■ Kutipan untuk Dibaca:
- - - - - - -

Royalti Musik: Pengacara Tegaskan Penyelenggara yang Wajib Bayar, Bukan Penyanyi

Royalti musik

Royalti musik kembali jadi topik panas di kalangan pelaku industri hiburan Tanah Air.

Banyak yang masih bingung soal siapa sebenarnya yang wajib membayar royalti saat lagu-lagu ciptaan orang lain digunakan dalam pertunjukan.

Apakah penyanyinya? Atau justru penyelenggara acaranya?

Isu royalti musik kembali menjadi sorotan publik setelah sejumlah musisi dan pelaku industri hiburan angkat bicara soal kebingungan di lapangan mengenai siapa sebenarnya yang wajib membayar royalti atas lagu-lagu yang dibawakan dalam pertunjukan.

Dalam sebuah diskusi publik bertajuk Tata Kelola Royalti Musik di Indonesia yang digelar di Artotel, Jakarta, Kamis (10/4/2025), praktisi hukum sekaligus musisi senior Kadri Mohamad memberikan penjelasan yang menohok sekaligus membuka perspektif hukum yang lebih utuh tentang persoalan ini.

Penyelenggara Acara Adalah Pihak yang Wajib Bayar Royalti

Kadri mohamad

Kadri Mohamad saat berbicara dalam diskusi publik di Artotel Jakarta, menegaskan pentingnya reformasi tata kelola royalti musik di Indonesia.

Menurut Kadri Mohamad, kewajiban membayar royalti dalam konteks pertunjukan musik bukanlah tanggung jawab penyanyi atau performer yang tampil di atas panggung.

Ia menegaskan, berdasarkan hukum dan praktik internasional, tanggung jawab membayar royalti berada di tangan pihak yang menggunakan karya cipta untuk kepentingan komersial, yakni penyelenggara acara.

“Penyanyi itu hanya tampil. Dia ibarat sinden, datang, nyanyi, dibayar honornya. Kewajiban membayar royalti itu ada di tangan pengguna, yaitu penyelenggara acara,” tegas Kadri dalam diskusi yang juga disiarkan KompasTV, Kamis (11/4/2025).

Kadri menjelaskan bahwa yang dimaksud dengan “pengguna” dalam konteks Undang-Undang Hak Cipta adalah pihak yang menyewa tempat, menjual tiket, menyediakan fasilitas seperti panggung dan sound system, dan secara keseluruhan menyelenggarakan acara hiburan.

Artis Tidak Wajib Bayar Kecuali Jadi Penyelenggara Sendiri

Kadri pun menyebutkan perbedaan jelas antara penyanyi yang sekadar tampil dan artis yang merangkap sebagai penyelenggara.

Ia mengambil contoh seperti Ahmad Dhani dan Agnez Mo untuk menggambarkan situasi ini.

“Kalau Dhani bikin konser sendiri, ya dia yang wajib bayar royalti karena dia juga penyelenggara. Tapi kalau Agnez tampil di acara yang diurus orang lain, maka yang bertanggung jawab adalah si penyelenggaranya,” kata Kadri.

- - - - - - -

Entri identifikasi lokasi:
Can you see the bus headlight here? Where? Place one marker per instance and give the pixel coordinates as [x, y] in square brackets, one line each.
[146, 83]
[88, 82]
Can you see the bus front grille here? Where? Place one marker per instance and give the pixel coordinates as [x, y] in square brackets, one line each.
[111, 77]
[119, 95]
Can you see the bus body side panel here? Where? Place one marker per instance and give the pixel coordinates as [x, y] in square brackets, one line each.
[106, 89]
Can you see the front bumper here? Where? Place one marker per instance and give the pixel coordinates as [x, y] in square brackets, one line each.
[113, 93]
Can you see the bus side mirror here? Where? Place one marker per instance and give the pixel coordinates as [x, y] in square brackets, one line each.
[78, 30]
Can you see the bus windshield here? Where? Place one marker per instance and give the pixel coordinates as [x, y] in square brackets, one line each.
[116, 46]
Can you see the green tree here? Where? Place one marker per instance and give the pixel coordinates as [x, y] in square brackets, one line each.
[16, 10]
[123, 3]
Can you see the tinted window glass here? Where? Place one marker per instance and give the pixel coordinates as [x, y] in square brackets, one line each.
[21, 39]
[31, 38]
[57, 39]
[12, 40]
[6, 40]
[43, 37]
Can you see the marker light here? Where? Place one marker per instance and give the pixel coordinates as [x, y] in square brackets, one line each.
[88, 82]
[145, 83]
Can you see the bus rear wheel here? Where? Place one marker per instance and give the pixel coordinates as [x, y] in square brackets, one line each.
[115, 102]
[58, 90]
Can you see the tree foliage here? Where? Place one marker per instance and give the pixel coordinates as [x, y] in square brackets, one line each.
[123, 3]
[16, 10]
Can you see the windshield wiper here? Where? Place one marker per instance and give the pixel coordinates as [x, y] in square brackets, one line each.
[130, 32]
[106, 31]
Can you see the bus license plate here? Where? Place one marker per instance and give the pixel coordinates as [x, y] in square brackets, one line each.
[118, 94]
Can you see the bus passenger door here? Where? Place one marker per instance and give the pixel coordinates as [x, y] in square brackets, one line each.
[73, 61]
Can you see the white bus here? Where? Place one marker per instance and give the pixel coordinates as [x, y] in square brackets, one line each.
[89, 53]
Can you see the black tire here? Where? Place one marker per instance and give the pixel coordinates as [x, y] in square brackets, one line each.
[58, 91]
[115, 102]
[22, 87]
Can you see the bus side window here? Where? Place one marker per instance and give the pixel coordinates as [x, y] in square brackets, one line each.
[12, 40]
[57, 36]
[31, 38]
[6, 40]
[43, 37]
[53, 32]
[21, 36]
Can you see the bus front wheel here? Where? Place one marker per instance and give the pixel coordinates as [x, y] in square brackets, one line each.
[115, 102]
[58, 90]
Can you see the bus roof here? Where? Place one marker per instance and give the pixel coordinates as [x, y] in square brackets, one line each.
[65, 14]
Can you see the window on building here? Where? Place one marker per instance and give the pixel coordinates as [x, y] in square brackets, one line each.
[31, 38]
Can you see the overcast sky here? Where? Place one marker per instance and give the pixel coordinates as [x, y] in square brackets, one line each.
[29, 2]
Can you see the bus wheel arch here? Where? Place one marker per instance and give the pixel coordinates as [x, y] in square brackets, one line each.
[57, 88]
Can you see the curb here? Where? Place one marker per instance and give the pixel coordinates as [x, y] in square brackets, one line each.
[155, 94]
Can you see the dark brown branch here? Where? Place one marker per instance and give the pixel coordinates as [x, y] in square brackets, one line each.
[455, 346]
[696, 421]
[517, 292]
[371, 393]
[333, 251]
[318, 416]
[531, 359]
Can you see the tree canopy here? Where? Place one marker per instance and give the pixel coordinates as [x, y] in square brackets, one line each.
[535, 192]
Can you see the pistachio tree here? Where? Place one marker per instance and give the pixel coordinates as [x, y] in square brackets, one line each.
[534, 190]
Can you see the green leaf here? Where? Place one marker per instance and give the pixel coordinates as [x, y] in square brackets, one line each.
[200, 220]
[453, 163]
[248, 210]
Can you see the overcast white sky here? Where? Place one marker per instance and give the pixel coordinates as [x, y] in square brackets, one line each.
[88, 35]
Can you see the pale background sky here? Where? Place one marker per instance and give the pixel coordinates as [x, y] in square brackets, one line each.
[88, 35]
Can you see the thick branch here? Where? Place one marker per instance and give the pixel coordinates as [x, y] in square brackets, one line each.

- - - - - - -

■ Yang Harus Dikerjakan: Siapa saja orang yang disebut namanya dalam artikel tentang royalti musik di atas?

■ Jawaban: Kadri Mohamad, Ahmad Dhani, dan Agnez Mo.